* start Data provided *

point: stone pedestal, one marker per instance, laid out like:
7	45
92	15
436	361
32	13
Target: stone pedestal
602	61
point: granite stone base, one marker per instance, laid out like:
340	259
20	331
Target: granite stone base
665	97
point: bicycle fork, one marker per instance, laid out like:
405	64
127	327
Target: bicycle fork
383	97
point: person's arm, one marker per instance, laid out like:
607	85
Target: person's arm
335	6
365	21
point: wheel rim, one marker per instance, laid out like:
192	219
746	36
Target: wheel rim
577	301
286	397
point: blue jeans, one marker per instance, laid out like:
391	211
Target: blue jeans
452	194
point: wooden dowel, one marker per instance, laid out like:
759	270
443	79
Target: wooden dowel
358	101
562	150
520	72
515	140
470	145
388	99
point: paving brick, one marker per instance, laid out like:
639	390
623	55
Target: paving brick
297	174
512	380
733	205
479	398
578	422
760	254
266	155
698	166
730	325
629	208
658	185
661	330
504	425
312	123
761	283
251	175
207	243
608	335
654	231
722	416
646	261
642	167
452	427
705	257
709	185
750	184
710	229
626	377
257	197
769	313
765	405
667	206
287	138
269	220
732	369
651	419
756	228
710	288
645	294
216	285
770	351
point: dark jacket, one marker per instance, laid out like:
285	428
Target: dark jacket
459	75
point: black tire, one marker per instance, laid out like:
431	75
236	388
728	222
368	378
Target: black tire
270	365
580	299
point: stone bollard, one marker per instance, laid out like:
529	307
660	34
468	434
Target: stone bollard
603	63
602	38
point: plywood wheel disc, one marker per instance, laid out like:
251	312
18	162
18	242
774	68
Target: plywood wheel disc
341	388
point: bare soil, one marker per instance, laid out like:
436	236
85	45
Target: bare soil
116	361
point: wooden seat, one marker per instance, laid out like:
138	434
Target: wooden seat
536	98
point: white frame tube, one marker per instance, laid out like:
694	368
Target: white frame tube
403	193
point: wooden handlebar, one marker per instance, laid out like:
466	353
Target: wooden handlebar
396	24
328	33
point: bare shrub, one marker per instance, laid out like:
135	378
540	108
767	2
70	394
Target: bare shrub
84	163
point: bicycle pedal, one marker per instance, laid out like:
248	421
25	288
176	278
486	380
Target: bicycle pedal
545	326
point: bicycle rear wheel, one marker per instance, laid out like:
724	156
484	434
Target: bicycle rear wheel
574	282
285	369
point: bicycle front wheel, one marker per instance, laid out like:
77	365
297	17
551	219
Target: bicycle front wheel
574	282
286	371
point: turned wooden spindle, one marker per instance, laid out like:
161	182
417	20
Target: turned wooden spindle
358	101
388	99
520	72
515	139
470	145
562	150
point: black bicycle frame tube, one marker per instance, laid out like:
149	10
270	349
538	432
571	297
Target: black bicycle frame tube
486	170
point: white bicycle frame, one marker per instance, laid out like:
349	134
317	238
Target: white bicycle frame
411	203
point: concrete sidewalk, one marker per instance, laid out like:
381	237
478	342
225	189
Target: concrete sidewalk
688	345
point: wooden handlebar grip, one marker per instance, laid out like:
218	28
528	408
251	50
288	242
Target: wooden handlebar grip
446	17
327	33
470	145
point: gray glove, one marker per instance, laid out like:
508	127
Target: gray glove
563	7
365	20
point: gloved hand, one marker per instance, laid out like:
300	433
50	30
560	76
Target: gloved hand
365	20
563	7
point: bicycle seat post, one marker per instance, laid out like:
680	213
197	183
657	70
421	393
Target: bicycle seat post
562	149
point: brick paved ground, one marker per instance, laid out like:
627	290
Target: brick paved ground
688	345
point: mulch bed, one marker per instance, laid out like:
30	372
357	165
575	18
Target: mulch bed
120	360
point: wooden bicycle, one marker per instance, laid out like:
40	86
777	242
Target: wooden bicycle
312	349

* end Data provided *

Rewrite every line of the listing above as a Markdown table with two columns, Row and Line. Number the rows in order and skip any blank lines.

| Row | Line |
|---|---|
| 1 | point: stone pedestal, one marker per instance, laid out like: |
| 2 | 7	45 |
| 3 | 92	15 |
| 4 | 436	361 |
| 5 | 32	13 |
| 6 | Target: stone pedestal |
| 7 | 602	61 |
| 8 | point: granite stone base, one marker per instance, laid out like: |
| 9 | 340	259 |
| 10 | 20	331 |
| 11 | Target: granite stone base |
| 12 | 665	97 |
| 13 | point: bicycle fork, one marker per instance, laid out like: |
| 14 | 405	64 |
| 15 | 127	327 |
| 16 | Target: bicycle fork |
| 17 | 383	97 |
| 18 | point: person's arm, one marker per instance, laid out like: |
| 19 | 607	85 |
| 20 | Target: person's arm |
| 21 | 335	6 |
| 22 | 365	21 |
| 23 | point: wheel rim, one marker per instance, laid out like: |
| 24 | 192	219 |
| 25 | 746	36 |
| 26 | Target: wheel rim |
| 27 | 577	301 |
| 28 | 286	397 |
| 29 | point: blue jeans, one marker per instance, laid out like: |
| 30 | 391	211 |
| 31 | Target: blue jeans |
| 32 | 452	194 |
| 33 | point: wooden dowel, one marker per instance, laid out like: |
| 34 | 759	270 |
| 35 | 443	79 |
| 36 | Target: wooden dowel |
| 37 | 358	101 |
| 38 | 562	150 |
| 39 | 520	72 |
| 40 | 515	140 |
| 41 | 470	145 |
| 42 | 388	99 |
| 43 | point: paving brick, one marker per instance, laid out like: |
| 44 | 639	390 |
| 45 | 623	55 |
| 46 | Target: paving brick |
| 47 | 297	174 |
| 48 | 512	380 |
| 49 | 733	205 |
| 50 | 479	398 |
| 51 | 578	422 |
| 52 | 760	254 |
| 53 | 266	155 |
| 54 | 698	166 |
| 55 | 730	325 |
| 56 | 629	208 |
| 57 | 658	185 |
| 58 | 661	330 |
| 59 | 504	425 |
| 60 | 312	123 |
| 61 | 761	283 |
| 62 | 251	175 |
| 63 | 207	243 |
| 64 | 608	335 |
| 65 | 654	231 |
| 66 | 722	416 |
| 67 | 646	261 |
| 68 | 642	167 |
| 69 | 452	427 |
| 70 | 705	257 |
| 71 | 709	185 |
| 72 | 750	184 |
| 73 | 710	229 |
| 74 | 626	377 |
| 75 | 257	197 |
| 76 | 769	313 |
| 77 | 765	405 |
| 78 | 667	206 |
| 79 | 287	138 |
| 80 | 269	220 |
| 81 | 732	369 |
| 82 | 651	419 |
| 83 | 756	228 |
| 84 | 710	288 |
| 85 | 645	294 |
| 86 | 216	285 |
| 87 | 770	351 |
| 88 | point: dark jacket, one marker per instance, laid out like: |
| 89 | 285	428 |
| 90 | Target: dark jacket |
| 91 | 459	75 |
| 92 | point: black tire, one marker per instance, laid out like: |
| 93 | 431	75 |
| 94 | 236	388 |
| 95 | 728	222 |
| 96 | 368	378 |
| 97 | Target: black tire |
| 98 | 270	365 |
| 99 | 580	299 |
| 100 | point: stone bollard, one marker per instance, laid out like: |
| 101 | 529	307 |
| 102 | 660	34 |
| 103 | 468	434 |
| 104 | Target: stone bollard |
| 105 | 603	63 |
| 106 | 602	38 |
| 107 | point: plywood wheel disc, one marker per instance, laid out like: |
| 108 | 251	312 |
| 109 | 18	162 |
| 110 | 18	242 |
| 111 | 774	68 |
| 112 | Target: plywood wheel disc |
| 113 | 341	388 |
| 114 | point: bare soil, one marker per instance, laid out like: |
| 115 | 436	236 |
| 116 | 85	45 |
| 117 | Target: bare soil |
| 118 | 116	361 |
| 119 | point: wooden seat, one marker per instance, laid out like: |
| 120 | 138	434 |
| 121 | Target: wooden seat |
| 122 | 536	98 |
| 123 | point: white frame tube, one marker per instance, laid out like: |
| 124 | 694	368 |
| 125 | Target: white frame tube |
| 126 | 403	193 |
| 127 | point: wooden handlebar, one marker per instance, laid out like: |
| 128 | 466	353 |
| 129 | Target: wooden handlebar |
| 130 | 396	24 |
| 131 | 328	33 |
| 132 | point: bare shrub, one marker per instance, laid out like: |
| 133 | 135	378 |
| 134 | 540	108 |
| 135 | 767	2 |
| 136 | 70	394 |
| 137 | Target: bare shrub |
| 138 | 84	163 |
| 139 | point: bicycle pedal, one marker per instance, laid out like: |
| 140 | 248	421 |
| 141 | 25	288 |
| 142 | 176	278 |
| 143 | 486	380 |
| 144 | Target: bicycle pedal |
| 145 | 545	326 |
| 146 | point: bicycle rear wheel, one marker per instance, laid out like: |
| 147 | 724	156 |
| 148 | 484	434 |
| 149 | Target: bicycle rear wheel |
| 150 | 574	282 |
| 151 | 285	369 |
| 152 | point: bicycle front wheel, one marker per instance, laid out like: |
| 153 | 77	365 |
| 154 | 297	17 |
| 155 | 551	219 |
| 156 | Target: bicycle front wheel |
| 157 | 574	282 |
| 158 | 286	371 |
| 159 | point: turned wooden spindle, one marker per instance, laid out like: |
| 160 | 161	182 |
| 161 | 417	20 |
| 162 | Target: turned wooden spindle |
| 163 | 358	101 |
| 164 | 388	99 |
| 165 | 520	72 |
| 166 | 515	139 |
| 167 | 470	145 |
| 168 | 562	150 |
| 169 | point: black bicycle frame tube, one marker per instance, laid out like: |
| 170 | 149	10 |
| 171 | 270	349 |
| 172 | 538	432 |
| 173 | 571	297 |
| 174 | Target: black bicycle frame tube |
| 175 | 486	170 |
| 176 | point: white bicycle frame, one marker per instance, laid out like: |
| 177 | 349	134 |
| 178 | 317	238 |
| 179 | Target: white bicycle frame |
| 180 | 411	203 |
| 181 | point: concrete sidewalk, one marker per instance, laid out like: |
| 182 | 381	237 |
| 183 | 478	342 |
| 184 | 225	189 |
| 185 | Target: concrete sidewalk |
| 186 | 688	345 |
| 187 | point: wooden handlebar grip, one marker per instance, laid out like: |
| 188 | 218	28 |
| 189 | 528	408 |
| 190 | 251	50 |
| 191 | 288	242 |
| 192 | Target: wooden handlebar grip |
| 193 | 446	17 |
| 194 | 327	33 |
| 195 | 470	145 |
| 196 | point: gray glove, one marker per instance, laid out like: |
| 197 | 508	127 |
| 198 | Target: gray glove |
| 199 | 563	7 |
| 200 | 365	20 |
| 201 | point: gloved hand, one marker per instance, laid out like: |
| 202 | 300	433 |
| 203 | 50	30 |
| 204 | 560	76 |
| 205 | Target: gloved hand |
| 206 | 365	20 |
| 207 | 563	7 |
| 208 | point: bicycle seat post, one marker per instance, laid out like: |
| 209 | 680	213 |
| 210 | 197	183 |
| 211 | 657	70 |
| 212 | 421	393 |
| 213 | Target: bicycle seat post |
| 214 | 562	149 |
| 215 | point: brick paved ground, one marker per instance, laid out like: |
| 216 | 627	290 |
| 217 | Target: brick paved ground |
| 218 | 688	345 |
| 219 | point: mulch bed, one marker per instance, laid out like: |
| 220 | 30	372 |
| 221 | 357	165 |
| 222 | 575	18 |
| 223 | Target: mulch bed |
| 224 | 120	360 |
| 225 | point: wooden bicycle, one marker per instance, laid out like: |
| 226 | 40	86 |
| 227 | 777	242 |
| 228 | Target: wooden bicycle |
| 229 | 312	349 |